* What needs to be done:
Could you filter the records below and return each line that holds "grass"?

━━ Input for this task

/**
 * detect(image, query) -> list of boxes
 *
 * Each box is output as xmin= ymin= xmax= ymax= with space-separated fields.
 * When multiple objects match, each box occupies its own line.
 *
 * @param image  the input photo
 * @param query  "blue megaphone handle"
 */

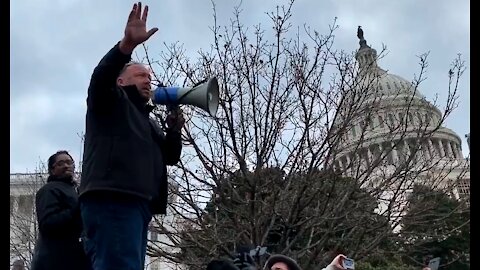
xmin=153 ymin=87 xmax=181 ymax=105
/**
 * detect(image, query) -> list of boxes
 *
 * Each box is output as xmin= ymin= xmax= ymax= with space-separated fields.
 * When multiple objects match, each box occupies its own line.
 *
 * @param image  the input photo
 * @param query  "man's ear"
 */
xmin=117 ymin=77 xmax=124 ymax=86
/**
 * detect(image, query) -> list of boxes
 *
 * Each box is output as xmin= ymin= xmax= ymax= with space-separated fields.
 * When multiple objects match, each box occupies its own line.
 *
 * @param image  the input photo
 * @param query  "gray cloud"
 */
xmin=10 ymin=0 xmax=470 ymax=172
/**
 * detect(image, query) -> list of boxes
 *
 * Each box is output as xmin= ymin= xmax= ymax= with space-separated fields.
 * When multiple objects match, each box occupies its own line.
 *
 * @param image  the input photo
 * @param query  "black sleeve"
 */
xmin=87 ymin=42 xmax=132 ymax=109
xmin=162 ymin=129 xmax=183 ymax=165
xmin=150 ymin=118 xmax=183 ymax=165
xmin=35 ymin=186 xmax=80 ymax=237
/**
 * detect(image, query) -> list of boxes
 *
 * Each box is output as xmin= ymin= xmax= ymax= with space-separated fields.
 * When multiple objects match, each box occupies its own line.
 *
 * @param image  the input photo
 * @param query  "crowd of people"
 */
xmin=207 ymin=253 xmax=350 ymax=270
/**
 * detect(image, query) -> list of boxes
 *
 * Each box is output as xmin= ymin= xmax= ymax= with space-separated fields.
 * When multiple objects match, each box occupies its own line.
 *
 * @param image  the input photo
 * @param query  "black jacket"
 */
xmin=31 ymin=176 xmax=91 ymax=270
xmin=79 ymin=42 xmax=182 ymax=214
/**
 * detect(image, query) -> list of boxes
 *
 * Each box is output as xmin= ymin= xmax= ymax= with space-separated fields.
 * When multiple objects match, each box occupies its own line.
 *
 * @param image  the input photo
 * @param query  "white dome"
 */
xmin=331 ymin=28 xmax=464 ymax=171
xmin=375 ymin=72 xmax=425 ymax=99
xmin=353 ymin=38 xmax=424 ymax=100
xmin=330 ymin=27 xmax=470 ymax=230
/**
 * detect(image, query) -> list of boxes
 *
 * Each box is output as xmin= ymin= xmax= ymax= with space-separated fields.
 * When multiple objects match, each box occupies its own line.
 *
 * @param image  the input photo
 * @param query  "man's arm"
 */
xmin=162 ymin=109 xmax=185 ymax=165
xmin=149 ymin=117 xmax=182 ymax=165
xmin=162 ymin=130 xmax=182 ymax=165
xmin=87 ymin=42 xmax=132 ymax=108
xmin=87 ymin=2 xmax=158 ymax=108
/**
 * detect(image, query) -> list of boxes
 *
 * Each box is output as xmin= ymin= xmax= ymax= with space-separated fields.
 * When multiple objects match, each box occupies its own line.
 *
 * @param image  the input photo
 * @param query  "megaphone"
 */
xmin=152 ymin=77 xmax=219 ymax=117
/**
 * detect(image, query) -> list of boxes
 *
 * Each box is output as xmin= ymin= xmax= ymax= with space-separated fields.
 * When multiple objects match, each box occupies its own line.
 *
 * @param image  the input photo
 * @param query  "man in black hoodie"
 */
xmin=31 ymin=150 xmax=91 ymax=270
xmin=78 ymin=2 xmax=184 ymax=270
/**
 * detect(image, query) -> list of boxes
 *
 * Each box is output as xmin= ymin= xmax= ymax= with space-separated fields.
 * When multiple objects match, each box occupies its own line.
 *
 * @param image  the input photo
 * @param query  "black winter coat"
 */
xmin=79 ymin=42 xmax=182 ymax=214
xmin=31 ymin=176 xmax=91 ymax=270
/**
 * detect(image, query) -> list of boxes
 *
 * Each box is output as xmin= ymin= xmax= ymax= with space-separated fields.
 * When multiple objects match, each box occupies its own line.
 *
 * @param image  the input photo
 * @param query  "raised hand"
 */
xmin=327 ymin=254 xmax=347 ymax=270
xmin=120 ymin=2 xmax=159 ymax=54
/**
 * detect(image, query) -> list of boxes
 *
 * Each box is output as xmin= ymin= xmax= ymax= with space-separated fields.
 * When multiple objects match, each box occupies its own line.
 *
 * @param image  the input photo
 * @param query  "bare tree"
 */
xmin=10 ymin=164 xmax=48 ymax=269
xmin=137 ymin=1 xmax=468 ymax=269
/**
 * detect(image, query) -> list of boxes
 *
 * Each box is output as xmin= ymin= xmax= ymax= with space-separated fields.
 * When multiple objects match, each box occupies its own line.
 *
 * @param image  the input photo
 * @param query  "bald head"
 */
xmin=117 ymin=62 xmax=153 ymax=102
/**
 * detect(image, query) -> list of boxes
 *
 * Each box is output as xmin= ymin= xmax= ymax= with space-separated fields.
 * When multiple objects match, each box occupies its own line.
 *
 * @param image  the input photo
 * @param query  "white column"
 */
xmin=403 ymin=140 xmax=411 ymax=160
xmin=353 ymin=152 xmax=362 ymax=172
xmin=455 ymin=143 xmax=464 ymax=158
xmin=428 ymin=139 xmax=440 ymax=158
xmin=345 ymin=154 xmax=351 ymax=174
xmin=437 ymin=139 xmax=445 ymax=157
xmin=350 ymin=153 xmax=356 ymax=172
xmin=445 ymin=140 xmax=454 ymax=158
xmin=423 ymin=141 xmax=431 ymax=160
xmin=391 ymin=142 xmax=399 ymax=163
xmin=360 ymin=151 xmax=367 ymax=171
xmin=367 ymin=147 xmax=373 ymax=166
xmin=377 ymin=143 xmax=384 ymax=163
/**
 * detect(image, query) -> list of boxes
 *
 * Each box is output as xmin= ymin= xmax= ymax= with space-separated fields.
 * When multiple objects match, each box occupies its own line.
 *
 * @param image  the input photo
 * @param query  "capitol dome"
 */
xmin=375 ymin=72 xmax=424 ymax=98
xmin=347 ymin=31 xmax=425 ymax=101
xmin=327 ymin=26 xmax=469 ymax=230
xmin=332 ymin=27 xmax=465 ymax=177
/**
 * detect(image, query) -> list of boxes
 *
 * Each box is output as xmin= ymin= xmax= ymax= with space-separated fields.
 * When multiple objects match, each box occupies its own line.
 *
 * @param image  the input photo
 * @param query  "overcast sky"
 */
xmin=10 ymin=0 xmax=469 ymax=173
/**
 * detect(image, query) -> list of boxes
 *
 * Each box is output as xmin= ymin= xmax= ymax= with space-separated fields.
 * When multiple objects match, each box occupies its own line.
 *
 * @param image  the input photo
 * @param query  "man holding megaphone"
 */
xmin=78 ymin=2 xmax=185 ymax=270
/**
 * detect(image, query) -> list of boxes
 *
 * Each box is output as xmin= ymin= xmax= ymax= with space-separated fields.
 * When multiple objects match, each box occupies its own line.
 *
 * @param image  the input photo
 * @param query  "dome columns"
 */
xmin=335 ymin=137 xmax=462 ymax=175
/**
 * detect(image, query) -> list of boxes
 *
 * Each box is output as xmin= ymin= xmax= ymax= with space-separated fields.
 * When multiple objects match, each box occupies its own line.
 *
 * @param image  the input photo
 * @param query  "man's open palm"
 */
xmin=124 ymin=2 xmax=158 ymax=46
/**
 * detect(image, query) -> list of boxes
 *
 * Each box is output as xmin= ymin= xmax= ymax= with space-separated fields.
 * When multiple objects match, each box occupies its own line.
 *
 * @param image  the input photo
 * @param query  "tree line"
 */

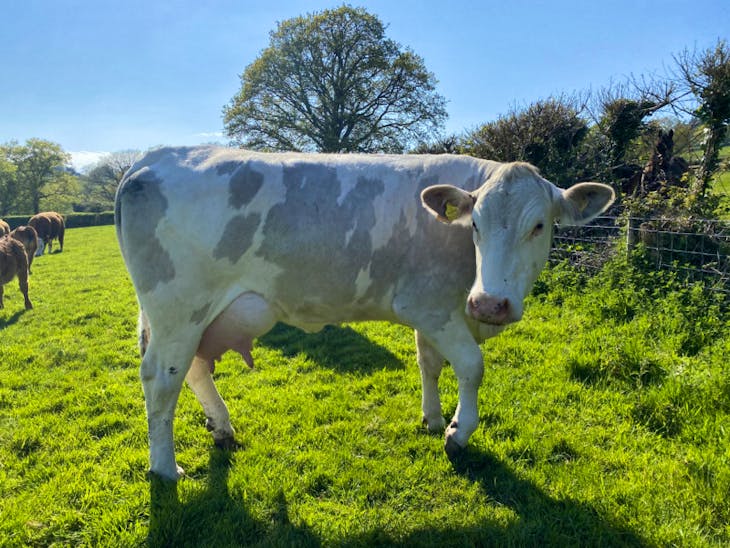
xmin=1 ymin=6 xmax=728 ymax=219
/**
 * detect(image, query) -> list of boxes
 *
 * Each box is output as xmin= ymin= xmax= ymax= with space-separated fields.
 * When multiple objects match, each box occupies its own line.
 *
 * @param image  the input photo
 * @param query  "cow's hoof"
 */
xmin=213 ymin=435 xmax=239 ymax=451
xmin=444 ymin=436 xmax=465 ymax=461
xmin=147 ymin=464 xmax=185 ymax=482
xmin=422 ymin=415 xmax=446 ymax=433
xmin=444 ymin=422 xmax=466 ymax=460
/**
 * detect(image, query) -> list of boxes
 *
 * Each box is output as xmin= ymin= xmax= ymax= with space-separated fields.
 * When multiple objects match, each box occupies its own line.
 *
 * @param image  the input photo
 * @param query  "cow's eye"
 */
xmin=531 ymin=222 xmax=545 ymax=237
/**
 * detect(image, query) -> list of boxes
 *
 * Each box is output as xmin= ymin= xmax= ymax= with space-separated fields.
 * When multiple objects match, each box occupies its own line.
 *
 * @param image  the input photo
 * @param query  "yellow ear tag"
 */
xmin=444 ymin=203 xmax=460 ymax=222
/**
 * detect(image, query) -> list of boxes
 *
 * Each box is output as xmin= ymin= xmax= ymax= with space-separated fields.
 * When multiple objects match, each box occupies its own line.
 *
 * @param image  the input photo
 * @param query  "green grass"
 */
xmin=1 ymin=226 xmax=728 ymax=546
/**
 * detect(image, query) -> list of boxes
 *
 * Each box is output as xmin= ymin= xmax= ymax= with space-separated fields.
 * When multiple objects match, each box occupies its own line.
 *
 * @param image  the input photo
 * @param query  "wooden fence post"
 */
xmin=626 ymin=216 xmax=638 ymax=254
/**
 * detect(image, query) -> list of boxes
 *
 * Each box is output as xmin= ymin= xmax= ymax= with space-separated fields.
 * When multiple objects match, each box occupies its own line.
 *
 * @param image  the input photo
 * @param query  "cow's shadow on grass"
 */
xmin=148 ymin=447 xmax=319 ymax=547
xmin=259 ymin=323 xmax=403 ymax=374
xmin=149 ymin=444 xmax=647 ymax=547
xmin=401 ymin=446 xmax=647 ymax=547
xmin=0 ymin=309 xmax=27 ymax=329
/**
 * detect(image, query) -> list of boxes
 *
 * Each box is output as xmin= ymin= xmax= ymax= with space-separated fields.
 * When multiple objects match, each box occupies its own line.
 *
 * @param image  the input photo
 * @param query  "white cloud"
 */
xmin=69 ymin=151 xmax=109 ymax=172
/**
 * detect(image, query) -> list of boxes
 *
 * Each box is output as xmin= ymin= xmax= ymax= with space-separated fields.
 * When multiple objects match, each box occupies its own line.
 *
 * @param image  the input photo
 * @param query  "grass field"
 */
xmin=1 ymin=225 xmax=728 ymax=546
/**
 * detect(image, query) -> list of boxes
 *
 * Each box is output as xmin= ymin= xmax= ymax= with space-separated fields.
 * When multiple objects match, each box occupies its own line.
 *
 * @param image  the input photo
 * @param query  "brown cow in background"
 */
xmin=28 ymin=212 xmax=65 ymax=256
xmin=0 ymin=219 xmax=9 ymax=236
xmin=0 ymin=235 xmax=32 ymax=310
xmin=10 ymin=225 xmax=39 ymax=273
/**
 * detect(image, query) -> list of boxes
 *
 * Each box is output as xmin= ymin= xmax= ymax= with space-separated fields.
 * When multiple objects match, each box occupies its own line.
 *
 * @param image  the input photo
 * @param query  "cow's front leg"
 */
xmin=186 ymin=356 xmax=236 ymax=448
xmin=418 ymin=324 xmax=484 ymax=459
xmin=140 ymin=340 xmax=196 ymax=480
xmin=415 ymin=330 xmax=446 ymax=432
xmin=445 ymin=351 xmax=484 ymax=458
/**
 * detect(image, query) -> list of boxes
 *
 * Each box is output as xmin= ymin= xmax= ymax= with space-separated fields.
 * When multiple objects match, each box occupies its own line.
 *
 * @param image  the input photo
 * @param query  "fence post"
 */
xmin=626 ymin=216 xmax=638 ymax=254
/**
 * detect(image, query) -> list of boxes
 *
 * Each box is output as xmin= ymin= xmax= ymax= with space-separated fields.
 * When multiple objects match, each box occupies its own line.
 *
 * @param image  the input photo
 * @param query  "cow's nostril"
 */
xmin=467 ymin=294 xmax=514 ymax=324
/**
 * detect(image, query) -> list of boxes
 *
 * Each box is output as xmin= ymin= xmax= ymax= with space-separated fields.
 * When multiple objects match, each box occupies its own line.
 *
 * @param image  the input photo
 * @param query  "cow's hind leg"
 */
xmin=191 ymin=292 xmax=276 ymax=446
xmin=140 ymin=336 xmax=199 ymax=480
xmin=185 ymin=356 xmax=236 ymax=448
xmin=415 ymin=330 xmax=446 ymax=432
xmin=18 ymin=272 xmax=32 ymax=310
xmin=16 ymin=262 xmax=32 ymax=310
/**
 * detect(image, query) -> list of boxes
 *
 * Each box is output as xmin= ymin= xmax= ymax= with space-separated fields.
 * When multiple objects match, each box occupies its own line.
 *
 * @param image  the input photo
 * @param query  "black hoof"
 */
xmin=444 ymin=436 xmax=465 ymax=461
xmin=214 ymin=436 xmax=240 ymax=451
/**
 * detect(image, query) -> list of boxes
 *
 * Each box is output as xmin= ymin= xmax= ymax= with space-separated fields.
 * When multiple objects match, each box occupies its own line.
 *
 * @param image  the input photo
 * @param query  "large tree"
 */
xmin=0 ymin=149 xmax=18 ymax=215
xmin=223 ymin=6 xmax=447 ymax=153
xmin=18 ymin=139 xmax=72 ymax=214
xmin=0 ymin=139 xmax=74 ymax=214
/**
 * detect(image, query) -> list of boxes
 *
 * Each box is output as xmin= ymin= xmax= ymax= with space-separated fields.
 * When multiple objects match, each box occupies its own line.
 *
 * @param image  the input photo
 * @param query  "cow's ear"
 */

━━━━

* Solution for this problem:
 * @param query  "green grass"
 * @param query  "cow's shadow on grass"
 * @param query  "grass field"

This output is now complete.